━━━━━ Records ━━━━━

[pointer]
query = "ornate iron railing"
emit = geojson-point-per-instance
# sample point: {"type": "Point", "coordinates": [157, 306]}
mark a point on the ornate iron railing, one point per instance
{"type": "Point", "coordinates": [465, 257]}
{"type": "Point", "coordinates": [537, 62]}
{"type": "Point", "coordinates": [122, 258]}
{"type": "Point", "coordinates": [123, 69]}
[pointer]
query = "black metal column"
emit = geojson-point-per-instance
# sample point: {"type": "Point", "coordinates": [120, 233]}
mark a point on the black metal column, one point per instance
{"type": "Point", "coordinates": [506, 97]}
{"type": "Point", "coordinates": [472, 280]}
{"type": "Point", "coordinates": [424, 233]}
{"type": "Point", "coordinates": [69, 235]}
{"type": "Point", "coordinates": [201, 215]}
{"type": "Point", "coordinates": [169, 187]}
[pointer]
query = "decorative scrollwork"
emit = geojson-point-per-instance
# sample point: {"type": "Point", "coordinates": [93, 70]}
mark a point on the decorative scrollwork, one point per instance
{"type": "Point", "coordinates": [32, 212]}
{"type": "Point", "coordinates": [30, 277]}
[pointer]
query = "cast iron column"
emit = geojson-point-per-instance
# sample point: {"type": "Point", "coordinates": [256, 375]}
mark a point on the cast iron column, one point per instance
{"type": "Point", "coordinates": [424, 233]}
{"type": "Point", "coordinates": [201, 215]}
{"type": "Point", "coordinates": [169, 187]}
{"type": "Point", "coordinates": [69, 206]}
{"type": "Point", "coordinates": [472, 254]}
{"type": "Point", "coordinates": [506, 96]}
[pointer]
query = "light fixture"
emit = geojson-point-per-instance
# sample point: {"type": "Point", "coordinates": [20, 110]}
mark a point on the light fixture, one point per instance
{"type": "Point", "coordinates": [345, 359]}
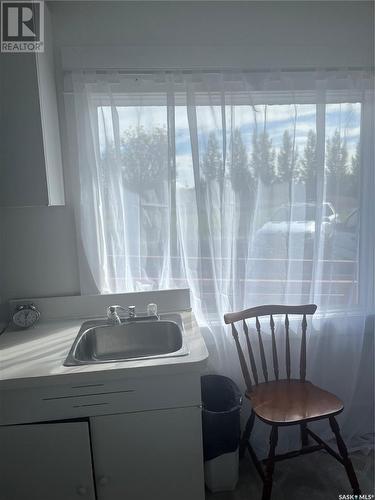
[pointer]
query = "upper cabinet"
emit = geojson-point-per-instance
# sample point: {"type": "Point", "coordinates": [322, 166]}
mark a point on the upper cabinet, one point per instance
{"type": "Point", "coordinates": [30, 149]}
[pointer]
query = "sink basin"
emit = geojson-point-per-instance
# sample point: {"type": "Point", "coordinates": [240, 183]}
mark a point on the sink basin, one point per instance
{"type": "Point", "coordinates": [99, 342]}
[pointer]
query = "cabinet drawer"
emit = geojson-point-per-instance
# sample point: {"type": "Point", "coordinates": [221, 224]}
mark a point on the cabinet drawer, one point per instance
{"type": "Point", "coordinates": [99, 398]}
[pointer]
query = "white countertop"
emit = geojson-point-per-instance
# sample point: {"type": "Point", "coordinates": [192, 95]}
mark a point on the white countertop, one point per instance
{"type": "Point", "coordinates": [36, 356]}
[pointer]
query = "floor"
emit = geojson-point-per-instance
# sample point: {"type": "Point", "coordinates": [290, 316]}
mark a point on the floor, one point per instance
{"type": "Point", "coordinates": [310, 477]}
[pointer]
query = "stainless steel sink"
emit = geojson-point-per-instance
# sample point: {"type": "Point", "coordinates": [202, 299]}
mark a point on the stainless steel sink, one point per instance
{"type": "Point", "coordinates": [99, 342]}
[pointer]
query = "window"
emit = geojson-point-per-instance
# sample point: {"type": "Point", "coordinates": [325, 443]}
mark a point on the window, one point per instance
{"type": "Point", "coordinates": [245, 197]}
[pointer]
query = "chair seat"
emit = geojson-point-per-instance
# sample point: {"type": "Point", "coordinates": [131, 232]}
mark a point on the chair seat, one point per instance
{"type": "Point", "coordinates": [292, 401]}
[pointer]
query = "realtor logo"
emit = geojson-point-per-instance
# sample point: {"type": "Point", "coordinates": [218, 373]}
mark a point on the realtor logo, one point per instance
{"type": "Point", "coordinates": [22, 26]}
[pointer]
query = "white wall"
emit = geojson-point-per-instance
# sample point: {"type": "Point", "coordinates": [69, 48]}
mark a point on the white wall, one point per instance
{"type": "Point", "coordinates": [39, 255]}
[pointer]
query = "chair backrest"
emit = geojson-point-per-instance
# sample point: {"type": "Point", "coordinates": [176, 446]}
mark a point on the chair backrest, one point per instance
{"type": "Point", "coordinates": [271, 311]}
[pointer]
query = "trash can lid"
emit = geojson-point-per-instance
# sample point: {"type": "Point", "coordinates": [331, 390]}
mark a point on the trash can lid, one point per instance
{"type": "Point", "coordinates": [220, 394]}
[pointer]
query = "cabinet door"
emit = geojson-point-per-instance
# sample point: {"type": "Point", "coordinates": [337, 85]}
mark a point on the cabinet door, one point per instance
{"type": "Point", "coordinates": [149, 455]}
{"type": "Point", "coordinates": [45, 462]}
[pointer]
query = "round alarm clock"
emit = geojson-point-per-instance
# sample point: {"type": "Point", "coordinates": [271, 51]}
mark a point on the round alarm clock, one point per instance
{"type": "Point", "coordinates": [25, 315]}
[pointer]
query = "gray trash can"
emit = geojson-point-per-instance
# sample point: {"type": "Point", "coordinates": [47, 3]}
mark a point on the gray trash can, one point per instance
{"type": "Point", "coordinates": [221, 400]}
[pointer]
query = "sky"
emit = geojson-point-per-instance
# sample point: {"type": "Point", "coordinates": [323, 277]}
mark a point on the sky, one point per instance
{"type": "Point", "coordinates": [299, 118]}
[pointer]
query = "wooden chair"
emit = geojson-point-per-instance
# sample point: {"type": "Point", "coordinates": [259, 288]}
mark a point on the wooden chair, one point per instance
{"type": "Point", "coordinates": [285, 401]}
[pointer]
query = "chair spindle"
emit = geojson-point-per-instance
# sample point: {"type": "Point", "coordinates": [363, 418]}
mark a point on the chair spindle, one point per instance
{"type": "Point", "coordinates": [302, 369]}
{"type": "Point", "coordinates": [251, 353]}
{"type": "Point", "coordinates": [287, 347]}
{"type": "Point", "coordinates": [274, 349]}
{"type": "Point", "coordinates": [261, 349]}
{"type": "Point", "coordinates": [241, 356]}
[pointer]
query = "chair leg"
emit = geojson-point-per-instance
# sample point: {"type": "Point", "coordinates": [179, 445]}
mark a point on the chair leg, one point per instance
{"type": "Point", "coordinates": [344, 454]}
{"type": "Point", "coordinates": [246, 434]}
{"type": "Point", "coordinates": [304, 435]}
{"type": "Point", "coordinates": [267, 487]}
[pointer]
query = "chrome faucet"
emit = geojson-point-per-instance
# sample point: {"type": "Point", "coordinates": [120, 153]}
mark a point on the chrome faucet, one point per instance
{"type": "Point", "coordinates": [114, 318]}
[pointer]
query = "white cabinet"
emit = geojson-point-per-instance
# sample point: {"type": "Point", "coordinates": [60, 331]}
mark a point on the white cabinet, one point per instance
{"type": "Point", "coordinates": [45, 462]}
{"type": "Point", "coordinates": [149, 455]}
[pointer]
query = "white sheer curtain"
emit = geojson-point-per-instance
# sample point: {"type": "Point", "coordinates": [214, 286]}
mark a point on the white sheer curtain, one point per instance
{"type": "Point", "coordinates": [248, 189]}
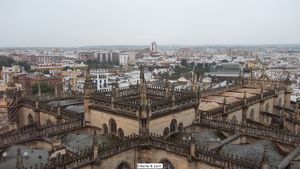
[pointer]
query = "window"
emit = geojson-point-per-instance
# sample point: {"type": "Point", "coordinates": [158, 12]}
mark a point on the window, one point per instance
{"type": "Point", "coordinates": [180, 127]}
{"type": "Point", "coordinates": [105, 128]}
{"type": "Point", "coordinates": [251, 114]}
{"type": "Point", "coordinates": [166, 131]}
{"type": "Point", "coordinates": [267, 107]}
{"type": "Point", "coordinates": [120, 133]}
{"type": "Point", "coordinates": [279, 102]}
{"type": "Point", "coordinates": [30, 119]}
{"type": "Point", "coordinates": [113, 126]}
{"type": "Point", "coordinates": [173, 126]}
{"type": "Point", "coordinates": [233, 118]}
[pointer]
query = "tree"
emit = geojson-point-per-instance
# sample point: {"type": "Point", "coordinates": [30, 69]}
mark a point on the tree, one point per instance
{"type": "Point", "coordinates": [6, 61]}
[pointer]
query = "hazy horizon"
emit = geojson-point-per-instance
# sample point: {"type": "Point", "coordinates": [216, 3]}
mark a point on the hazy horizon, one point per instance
{"type": "Point", "coordinates": [77, 23]}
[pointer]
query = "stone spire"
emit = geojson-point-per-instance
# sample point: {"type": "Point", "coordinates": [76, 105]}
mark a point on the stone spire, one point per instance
{"type": "Point", "coordinates": [194, 81]}
{"type": "Point", "coordinates": [88, 85]}
{"type": "Point", "coordinates": [144, 110]}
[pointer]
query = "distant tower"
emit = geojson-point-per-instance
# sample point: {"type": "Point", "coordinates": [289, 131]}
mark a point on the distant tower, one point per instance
{"type": "Point", "coordinates": [153, 47]}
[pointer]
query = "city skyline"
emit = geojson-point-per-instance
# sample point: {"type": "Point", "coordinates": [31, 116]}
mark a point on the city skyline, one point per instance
{"type": "Point", "coordinates": [104, 23]}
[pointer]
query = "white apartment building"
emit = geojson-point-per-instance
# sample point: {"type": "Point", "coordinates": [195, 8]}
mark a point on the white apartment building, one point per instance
{"type": "Point", "coordinates": [9, 72]}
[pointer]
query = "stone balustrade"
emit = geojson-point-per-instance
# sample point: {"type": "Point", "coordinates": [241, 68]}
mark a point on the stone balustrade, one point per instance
{"type": "Point", "coordinates": [202, 154]}
{"type": "Point", "coordinates": [262, 132]}
{"type": "Point", "coordinates": [37, 132]}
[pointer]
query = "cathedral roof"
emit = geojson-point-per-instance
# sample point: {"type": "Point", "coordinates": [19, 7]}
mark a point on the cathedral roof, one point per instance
{"type": "Point", "coordinates": [30, 157]}
{"type": "Point", "coordinates": [255, 152]}
{"type": "Point", "coordinates": [79, 142]}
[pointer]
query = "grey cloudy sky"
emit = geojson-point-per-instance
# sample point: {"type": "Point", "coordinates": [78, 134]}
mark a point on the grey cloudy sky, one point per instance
{"type": "Point", "coordinates": [138, 22]}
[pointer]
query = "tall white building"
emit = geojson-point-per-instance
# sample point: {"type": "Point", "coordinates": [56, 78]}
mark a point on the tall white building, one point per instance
{"type": "Point", "coordinates": [153, 47]}
{"type": "Point", "coordinates": [123, 59]}
{"type": "Point", "coordinates": [9, 72]}
{"type": "Point", "coordinates": [100, 78]}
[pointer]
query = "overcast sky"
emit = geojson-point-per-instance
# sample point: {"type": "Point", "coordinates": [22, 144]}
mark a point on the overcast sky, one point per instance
{"type": "Point", "coordinates": [66, 23]}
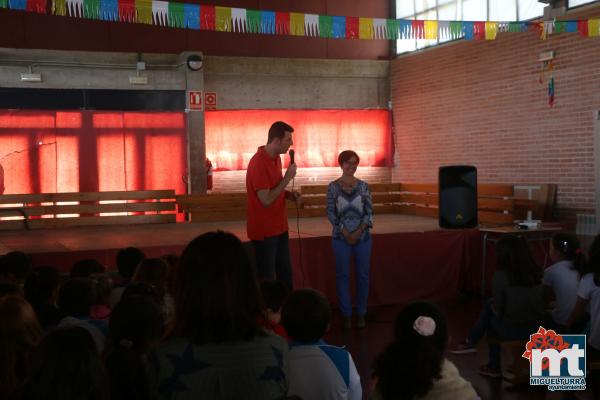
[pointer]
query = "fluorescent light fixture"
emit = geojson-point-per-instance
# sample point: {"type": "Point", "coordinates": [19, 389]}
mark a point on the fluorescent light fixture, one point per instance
{"type": "Point", "coordinates": [31, 77]}
{"type": "Point", "coordinates": [138, 80]}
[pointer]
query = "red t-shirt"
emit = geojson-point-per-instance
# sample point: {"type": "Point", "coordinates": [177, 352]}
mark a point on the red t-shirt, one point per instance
{"type": "Point", "coordinates": [264, 172]}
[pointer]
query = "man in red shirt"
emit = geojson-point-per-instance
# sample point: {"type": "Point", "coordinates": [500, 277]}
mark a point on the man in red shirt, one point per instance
{"type": "Point", "coordinates": [267, 223]}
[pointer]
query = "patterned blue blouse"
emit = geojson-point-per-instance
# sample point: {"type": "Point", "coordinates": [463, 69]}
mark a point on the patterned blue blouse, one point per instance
{"type": "Point", "coordinates": [349, 209]}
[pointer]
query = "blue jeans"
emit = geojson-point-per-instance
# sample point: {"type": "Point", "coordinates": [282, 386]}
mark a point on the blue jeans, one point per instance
{"type": "Point", "coordinates": [362, 257]}
{"type": "Point", "coordinates": [273, 259]}
{"type": "Point", "coordinates": [488, 322]}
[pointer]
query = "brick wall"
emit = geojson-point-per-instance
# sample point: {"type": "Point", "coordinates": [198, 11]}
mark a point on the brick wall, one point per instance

━━━━━

• Task goal
Scan the material above for the word "brick". Copy each line where it occurs.

• Written reply
query = "brick wall"
mark a point on the brick wall, one point per instance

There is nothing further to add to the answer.